# Problem
Would you reproduce the entries exactly, including every line?

-*-*-

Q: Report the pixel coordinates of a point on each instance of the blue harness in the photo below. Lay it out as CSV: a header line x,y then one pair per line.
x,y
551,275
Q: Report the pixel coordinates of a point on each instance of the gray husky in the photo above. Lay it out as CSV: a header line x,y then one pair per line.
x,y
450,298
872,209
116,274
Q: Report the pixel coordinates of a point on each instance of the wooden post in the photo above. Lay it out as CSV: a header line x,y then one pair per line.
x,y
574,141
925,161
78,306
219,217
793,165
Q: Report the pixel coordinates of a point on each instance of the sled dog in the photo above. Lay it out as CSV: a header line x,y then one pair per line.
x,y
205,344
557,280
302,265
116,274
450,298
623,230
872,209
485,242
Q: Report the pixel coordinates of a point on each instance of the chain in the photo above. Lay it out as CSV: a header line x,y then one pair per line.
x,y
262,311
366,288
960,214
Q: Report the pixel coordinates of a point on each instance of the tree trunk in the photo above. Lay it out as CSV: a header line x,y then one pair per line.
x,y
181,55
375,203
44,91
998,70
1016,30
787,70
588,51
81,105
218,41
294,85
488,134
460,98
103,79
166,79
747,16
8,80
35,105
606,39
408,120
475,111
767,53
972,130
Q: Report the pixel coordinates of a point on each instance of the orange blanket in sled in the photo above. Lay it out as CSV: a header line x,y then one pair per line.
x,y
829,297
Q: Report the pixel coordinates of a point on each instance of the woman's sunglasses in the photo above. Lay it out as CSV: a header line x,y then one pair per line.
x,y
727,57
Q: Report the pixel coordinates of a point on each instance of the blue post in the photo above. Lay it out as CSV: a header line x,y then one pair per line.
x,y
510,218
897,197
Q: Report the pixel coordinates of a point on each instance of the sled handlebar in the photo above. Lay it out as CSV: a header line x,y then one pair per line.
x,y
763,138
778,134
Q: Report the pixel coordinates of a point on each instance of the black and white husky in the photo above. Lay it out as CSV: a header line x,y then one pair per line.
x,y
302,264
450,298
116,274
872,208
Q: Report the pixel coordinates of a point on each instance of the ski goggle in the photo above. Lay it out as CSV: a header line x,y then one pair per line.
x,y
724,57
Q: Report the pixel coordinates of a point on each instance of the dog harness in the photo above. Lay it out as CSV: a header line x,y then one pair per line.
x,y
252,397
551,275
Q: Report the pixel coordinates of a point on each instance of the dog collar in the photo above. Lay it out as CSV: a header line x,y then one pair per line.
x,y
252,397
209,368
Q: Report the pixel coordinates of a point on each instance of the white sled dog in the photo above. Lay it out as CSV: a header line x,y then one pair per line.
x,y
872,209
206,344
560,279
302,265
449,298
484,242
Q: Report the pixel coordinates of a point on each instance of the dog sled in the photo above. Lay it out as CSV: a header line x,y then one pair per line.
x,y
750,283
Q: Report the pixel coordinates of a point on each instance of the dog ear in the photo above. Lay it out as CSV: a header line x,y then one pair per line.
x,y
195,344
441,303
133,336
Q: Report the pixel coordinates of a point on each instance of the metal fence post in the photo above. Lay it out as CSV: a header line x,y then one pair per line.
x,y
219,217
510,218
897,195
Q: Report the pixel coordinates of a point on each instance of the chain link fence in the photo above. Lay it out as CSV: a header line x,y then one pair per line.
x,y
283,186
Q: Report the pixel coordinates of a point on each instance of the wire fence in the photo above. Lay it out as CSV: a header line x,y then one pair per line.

-*-*-

# Answer for this exercise
Q: Report the pixel coordinates of a point on each instance of the blue harness in the photo below. Lay it out as CSV: a header line x,y then one pair per line.
x,y
551,275
Q: Report the pixel coordinates of a point on each instance of the gray husky in the photo above. Lay it out as CSV: a header line x,y then one pair per line.
x,y
450,298
872,209
116,274
Q: Report the pixel coordinates of a point on each instance of the wooden post in the photo above. Lay it out as CSV: a header line x,y then one pair per line.
x,y
574,141
925,161
78,306
219,217
793,165
Q: Report the pixel coordinates of a point on each instance of the sled dog in the photo above. Lay it out as CSV: a header line x,y then one pair per line.
x,y
205,344
557,280
302,265
116,274
450,298
623,230
872,209
485,242
Q: Report the pixel coordinates of a point on each instance of the chain in the photo above. Lay it out as CSV: a header line x,y then one pair per line.
x,y
262,311
366,288
960,214
Q: Report the pixel coordinates of a point on each instance of the tree trunk in the photo above. Lay it out as CSV: a header line x,y then one pair per line.
x,y
181,55
375,203
44,91
998,70
1016,30
787,70
588,51
81,105
218,41
294,85
488,134
460,98
103,79
166,79
747,16
8,80
35,105
606,39
408,120
475,111
767,53
972,130
Q: Report the pixel coordinates of a point on each instance of the orange blanket in sled in the photo above. Lay it out as CSV: a header line x,y then one pair per line.
x,y
829,297
Q: Report the pixel coordinates of a point on each instance of the woman's sunglasses in the photo above. Lay it out as CSV: a header line x,y then one pair per line.
x,y
727,57
Q: Report the pixel coordinates of a point on each instance of the blue post in the photo above. Lay it out as CSV: a header line x,y then one pair per line.
x,y
510,218
897,197
Q: Report the pixel coordinates of a point on each instance of the sled handlebar in the photo above. Lay it out as CSV: a header line x,y then one pair per line.
x,y
763,138
778,134
Q: Report the pixel coordinates of a point on each instance of the black and white husky in the photo above. Lay it out as CSV: a header line x,y then one pair per line.
x,y
302,264
450,298
116,274
872,208
Q: Report the pixel coordinates of a point on each instance of the ski goggle in the photo above. Lay it out as CSV: a header line x,y then one pair per line.
x,y
724,57
Q: Report the pixel coordinates of a point on each instance of the dog harness in the photo above. Lay it out as CSV: a header line x,y then one pair per line.
x,y
252,397
551,275
Q: Report the pixel coordinates of a point on each instance of the dog collar in the photo above. Lay it out as CSV: a header line x,y then one pair per line.
x,y
252,397
209,368
Q: Report the pixel coordinates of a point on each instance of the white sled dog in the photo above. Lay it out as CSV: a header line x,y then one pair per line.
x,y
872,209
206,344
560,279
302,265
449,298
484,242
Q: Report the pixel coordinates of a point on each instance of the dog sled in the photo above. Lay it out as CSV: a header line x,y then one pair per line.
x,y
750,283
Q: Report the pixel coordinates of a point on each instance of the dog ear in the photo above. Lay it out as CSV: a header line x,y then one pair per line.
x,y
195,344
441,303
133,336
Q: Report the pixel coordinates of a point on each instance of the metal fence post in the photo above. Lay it out as CSV: a header line x,y then one pair per line.
x,y
219,217
510,218
897,195
Q: Report the pixel coordinates of a point on each instance of the chain link fence in the photo above. Lay it out as CSV: a header line x,y then one pair per line.
x,y
283,186
Q: Report the pixel coordinates of a point on each instance of the wire fence in the photo above. Lay it out as CSV: a header line x,y then one pair per line.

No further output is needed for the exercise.